### Activity list
(A) In the passage on habits and their cure, swap "Moses" for "deliverer" and write out the text from "In the Gospel" up to and including "night of error.".
(B) List every wording set inside quotation marks in the passage on habits and their cure.

### Quoted passage
******
Habits, And Their Cure

From the Christian Science Sentinel, May 1887, by

In the Gospel of Matthew, chapter xiv., will be found the cure for all forms of habit: “And in the fourth watch of the night, Jesus went unto them, walking on the sea.”

Let us reason together, and see in what way this verse will dissolve the slavery and loose the chains of oppression, which, with a seeming Pharaoh-power, have held us in bondage, until we find ourselves in the midst of a sea of error, tossed by the angry waves of appetite, until we long for a Moses to emancipate us from our sinking condition, and honestly desire to separate from the husky vanities of this world. When we have, like the Prodigal Son, “come to ourselves,” and can say, “I will arise and go to my Father,” then we have come to the first step in our lesson. It is the fourth watch, the morning watch, the dawning of the Truth, the breaking-through of the Light, after the long, dark night of error.
******
### Record excerpts
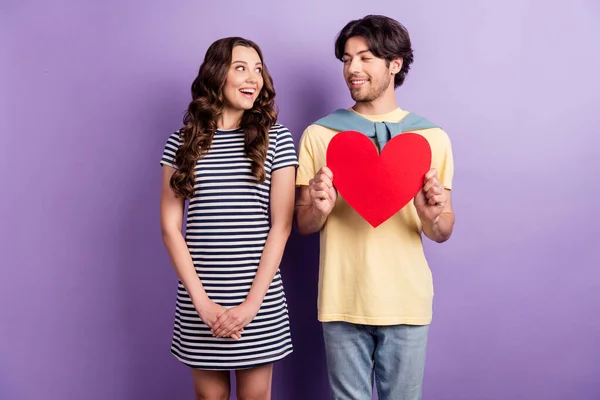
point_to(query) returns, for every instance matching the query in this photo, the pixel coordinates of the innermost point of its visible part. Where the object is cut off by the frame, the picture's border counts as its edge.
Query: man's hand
(431, 199)
(322, 192)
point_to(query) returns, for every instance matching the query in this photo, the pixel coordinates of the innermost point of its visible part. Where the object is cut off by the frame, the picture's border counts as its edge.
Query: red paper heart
(377, 186)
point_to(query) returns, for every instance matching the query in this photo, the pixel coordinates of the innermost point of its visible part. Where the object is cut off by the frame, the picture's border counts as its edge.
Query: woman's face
(244, 79)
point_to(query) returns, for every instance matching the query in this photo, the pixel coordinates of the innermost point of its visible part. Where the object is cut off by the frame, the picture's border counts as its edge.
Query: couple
(239, 170)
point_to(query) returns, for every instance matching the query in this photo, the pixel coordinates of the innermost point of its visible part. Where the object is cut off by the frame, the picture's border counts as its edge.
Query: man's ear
(396, 65)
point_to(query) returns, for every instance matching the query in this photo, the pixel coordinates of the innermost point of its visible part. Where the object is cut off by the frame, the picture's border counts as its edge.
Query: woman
(237, 167)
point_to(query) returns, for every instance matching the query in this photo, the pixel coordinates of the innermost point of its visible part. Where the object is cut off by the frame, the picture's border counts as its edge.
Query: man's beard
(373, 94)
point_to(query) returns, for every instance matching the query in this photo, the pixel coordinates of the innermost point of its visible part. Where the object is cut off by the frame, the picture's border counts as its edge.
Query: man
(375, 286)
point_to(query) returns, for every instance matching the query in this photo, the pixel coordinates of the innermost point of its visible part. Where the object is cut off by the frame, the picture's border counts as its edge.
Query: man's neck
(380, 106)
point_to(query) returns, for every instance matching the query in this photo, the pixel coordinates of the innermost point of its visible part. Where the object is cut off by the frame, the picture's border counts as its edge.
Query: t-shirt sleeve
(306, 160)
(285, 151)
(445, 164)
(168, 155)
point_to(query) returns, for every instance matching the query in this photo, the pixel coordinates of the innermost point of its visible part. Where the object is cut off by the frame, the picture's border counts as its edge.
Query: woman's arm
(282, 212)
(171, 221)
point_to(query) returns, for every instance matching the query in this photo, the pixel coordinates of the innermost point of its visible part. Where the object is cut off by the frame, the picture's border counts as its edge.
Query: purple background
(90, 92)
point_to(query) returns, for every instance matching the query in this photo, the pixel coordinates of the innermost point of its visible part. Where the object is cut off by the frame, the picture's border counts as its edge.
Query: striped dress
(226, 229)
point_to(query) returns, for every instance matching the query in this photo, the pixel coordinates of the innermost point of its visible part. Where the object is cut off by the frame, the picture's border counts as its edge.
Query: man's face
(367, 76)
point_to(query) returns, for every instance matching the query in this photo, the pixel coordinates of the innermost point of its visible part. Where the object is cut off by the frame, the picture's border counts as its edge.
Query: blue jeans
(393, 355)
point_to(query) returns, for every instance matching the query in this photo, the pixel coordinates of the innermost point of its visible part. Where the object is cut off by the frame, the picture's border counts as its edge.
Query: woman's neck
(230, 119)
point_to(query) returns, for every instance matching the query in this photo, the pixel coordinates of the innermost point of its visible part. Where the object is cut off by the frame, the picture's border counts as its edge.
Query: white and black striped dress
(226, 229)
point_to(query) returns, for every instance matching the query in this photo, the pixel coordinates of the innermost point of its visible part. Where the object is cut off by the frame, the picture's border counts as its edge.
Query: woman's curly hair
(207, 105)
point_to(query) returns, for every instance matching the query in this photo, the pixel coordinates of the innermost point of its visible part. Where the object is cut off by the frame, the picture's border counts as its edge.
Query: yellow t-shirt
(376, 276)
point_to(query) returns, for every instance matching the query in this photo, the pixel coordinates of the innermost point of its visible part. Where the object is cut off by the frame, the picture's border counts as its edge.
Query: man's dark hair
(386, 37)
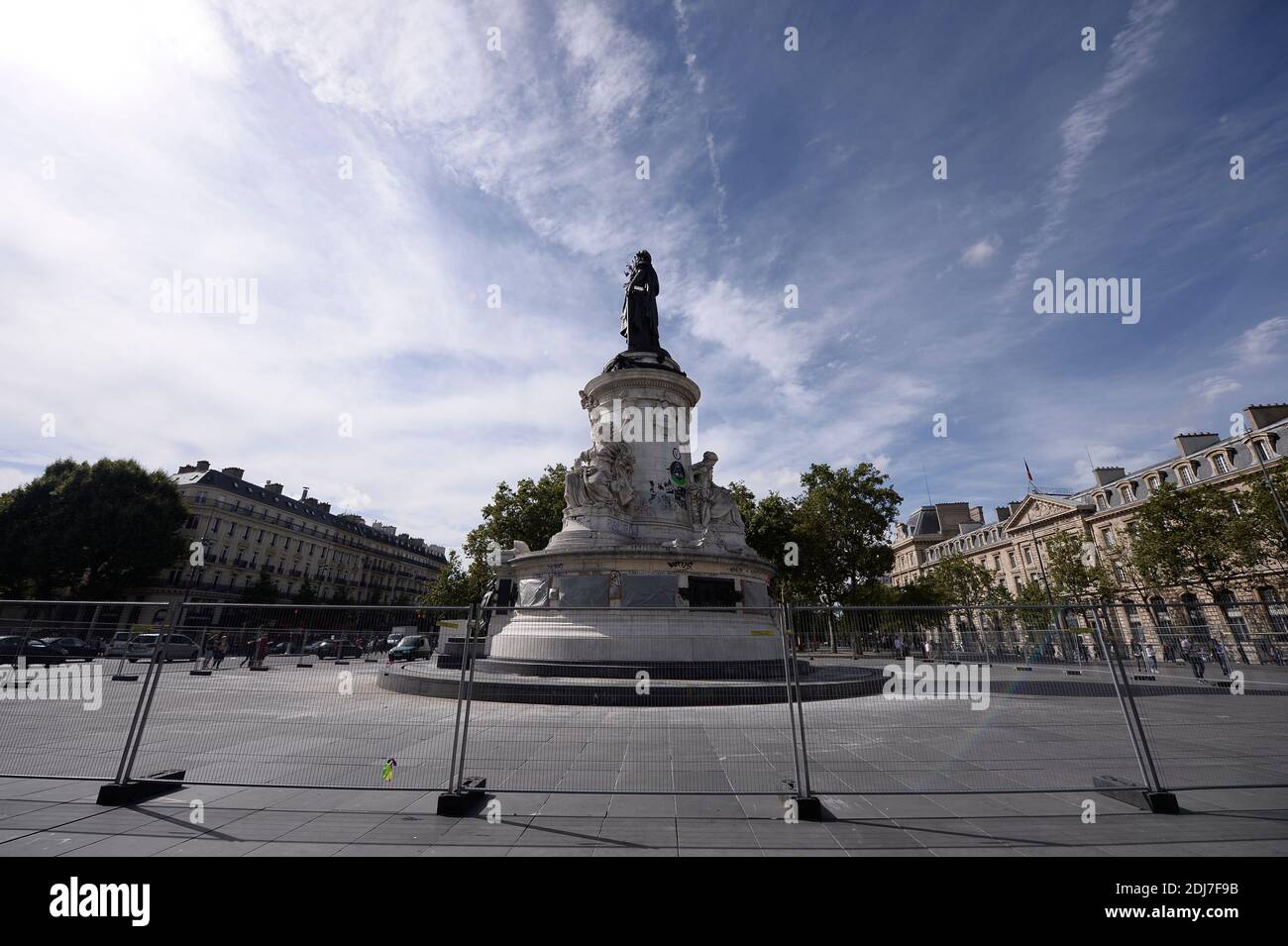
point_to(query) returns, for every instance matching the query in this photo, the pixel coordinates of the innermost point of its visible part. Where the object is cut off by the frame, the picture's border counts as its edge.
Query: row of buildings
(1012, 543)
(244, 529)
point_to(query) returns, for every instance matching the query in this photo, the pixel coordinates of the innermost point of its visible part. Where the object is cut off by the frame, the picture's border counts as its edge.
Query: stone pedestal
(647, 542)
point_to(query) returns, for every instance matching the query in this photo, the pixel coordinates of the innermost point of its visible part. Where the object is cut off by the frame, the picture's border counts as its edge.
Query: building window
(1194, 614)
(1133, 622)
(1233, 615)
(1276, 611)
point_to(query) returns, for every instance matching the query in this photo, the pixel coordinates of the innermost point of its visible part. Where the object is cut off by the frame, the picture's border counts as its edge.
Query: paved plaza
(44, 817)
(612, 781)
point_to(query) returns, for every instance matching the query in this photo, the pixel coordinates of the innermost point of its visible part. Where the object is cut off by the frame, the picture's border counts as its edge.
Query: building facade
(243, 529)
(1013, 542)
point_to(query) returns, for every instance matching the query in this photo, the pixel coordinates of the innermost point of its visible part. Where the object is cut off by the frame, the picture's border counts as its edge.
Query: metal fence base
(142, 789)
(810, 808)
(1154, 802)
(465, 800)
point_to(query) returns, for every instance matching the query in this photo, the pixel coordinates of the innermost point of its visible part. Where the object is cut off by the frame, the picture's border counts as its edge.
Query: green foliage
(1265, 506)
(458, 584)
(1069, 575)
(531, 512)
(89, 530)
(958, 580)
(1193, 536)
(262, 592)
(841, 520)
(307, 594)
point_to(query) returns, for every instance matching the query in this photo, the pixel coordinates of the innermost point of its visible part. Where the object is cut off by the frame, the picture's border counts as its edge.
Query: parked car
(178, 648)
(411, 648)
(35, 652)
(119, 645)
(75, 648)
(331, 649)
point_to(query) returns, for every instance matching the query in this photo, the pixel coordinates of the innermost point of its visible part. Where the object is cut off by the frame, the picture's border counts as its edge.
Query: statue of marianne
(639, 306)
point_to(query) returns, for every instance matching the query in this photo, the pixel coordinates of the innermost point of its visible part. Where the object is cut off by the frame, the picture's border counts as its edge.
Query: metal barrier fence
(781, 700)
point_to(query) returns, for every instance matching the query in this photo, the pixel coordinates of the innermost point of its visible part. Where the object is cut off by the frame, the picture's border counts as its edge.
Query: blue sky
(206, 138)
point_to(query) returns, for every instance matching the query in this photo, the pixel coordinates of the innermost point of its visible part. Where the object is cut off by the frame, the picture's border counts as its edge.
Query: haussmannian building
(248, 528)
(1013, 542)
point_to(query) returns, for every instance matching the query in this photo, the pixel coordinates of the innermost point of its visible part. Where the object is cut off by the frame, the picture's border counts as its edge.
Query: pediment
(1039, 507)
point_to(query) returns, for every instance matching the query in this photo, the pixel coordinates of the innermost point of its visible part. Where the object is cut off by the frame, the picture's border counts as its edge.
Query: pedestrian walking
(1222, 658)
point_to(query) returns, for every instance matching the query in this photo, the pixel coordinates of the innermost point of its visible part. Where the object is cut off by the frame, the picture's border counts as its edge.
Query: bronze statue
(639, 306)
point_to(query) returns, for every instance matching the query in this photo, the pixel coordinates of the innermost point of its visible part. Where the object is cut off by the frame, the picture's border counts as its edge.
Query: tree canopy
(89, 529)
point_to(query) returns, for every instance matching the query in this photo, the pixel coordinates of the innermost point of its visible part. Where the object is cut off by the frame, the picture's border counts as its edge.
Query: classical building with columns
(1012, 543)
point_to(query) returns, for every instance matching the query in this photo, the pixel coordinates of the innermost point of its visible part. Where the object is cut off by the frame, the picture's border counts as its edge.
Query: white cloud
(979, 253)
(1260, 344)
(1085, 128)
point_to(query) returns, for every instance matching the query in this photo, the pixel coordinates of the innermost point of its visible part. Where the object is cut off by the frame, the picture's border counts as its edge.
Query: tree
(532, 512)
(1265, 504)
(841, 520)
(456, 584)
(1193, 536)
(965, 583)
(1072, 576)
(771, 528)
(91, 530)
(262, 592)
(307, 594)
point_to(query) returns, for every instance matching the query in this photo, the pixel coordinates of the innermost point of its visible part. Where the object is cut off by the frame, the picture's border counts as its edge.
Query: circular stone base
(673, 670)
(823, 683)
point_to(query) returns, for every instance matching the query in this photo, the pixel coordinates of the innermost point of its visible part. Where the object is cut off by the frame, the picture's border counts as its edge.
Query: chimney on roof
(1190, 444)
(1108, 473)
(1263, 415)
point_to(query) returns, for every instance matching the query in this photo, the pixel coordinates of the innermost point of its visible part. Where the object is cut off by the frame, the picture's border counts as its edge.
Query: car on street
(35, 652)
(411, 648)
(178, 648)
(75, 648)
(333, 649)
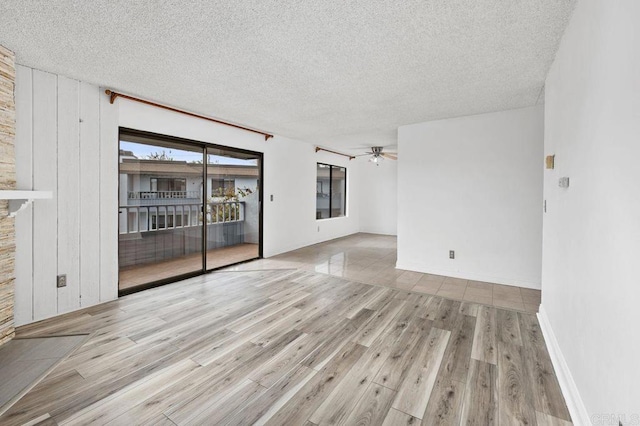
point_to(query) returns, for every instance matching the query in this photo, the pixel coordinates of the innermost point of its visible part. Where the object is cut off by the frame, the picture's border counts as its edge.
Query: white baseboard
(578, 411)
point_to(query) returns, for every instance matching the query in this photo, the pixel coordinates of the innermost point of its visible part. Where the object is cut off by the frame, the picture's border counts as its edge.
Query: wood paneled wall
(67, 143)
(7, 181)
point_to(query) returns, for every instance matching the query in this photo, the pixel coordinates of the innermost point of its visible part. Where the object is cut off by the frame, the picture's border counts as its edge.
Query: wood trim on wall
(7, 181)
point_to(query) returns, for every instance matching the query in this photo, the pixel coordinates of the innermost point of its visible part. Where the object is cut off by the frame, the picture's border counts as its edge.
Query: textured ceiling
(343, 74)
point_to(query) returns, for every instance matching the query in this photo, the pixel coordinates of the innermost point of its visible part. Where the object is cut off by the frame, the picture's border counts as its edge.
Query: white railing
(135, 219)
(156, 195)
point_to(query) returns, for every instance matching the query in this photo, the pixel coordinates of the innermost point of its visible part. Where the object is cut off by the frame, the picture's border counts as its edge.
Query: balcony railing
(135, 219)
(158, 195)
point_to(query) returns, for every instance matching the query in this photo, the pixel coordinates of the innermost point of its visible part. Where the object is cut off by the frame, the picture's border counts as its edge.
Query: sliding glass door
(233, 206)
(184, 208)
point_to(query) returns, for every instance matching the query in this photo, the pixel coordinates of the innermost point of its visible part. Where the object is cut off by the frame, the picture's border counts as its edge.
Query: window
(331, 191)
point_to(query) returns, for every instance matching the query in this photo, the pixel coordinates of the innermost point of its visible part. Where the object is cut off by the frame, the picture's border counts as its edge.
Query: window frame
(344, 198)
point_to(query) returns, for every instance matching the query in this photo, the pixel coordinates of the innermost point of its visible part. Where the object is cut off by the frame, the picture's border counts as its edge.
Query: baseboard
(470, 276)
(579, 414)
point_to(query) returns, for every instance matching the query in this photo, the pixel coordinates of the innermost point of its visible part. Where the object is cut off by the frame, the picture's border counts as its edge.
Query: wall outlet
(61, 281)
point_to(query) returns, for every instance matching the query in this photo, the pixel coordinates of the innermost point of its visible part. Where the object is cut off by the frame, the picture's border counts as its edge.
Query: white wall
(66, 142)
(289, 175)
(378, 196)
(591, 267)
(473, 185)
******
### Responses to the tasks
(A)
In the Gospel of Matthew, chapter xiv., will be found the cure for all forms of habit: “And in the fourth watch of the night, Jesus went unto them, walking on the sea.”

Let us reason together, and see in what way this verse will dissolve the slavery and loose the chains of oppression, which, with a seeming Pharaoh-power, have held us in bondage, until we find ourselves in the midst of a sea of error, tossed by the angry waves of appetite, until we long for a deliverer to emancipate us from our sinking condition, and honestly desire to separate from the husky vanities of this world. When we have, like the Prodigal Son, “come to ourselves,” and can say, “I will arise and go to my Father,” then we have come to the first step in our lesson. It is the fourth watch, the morning watch, the dawning of the Truth, the breaking-through of the Light, after the long, dark night of error.

(B)
- "And in the fourth watch of the night, Jesus went unto them, walking on the sea."
- "come to ourselves,"
- "I will arise and go to my Father,"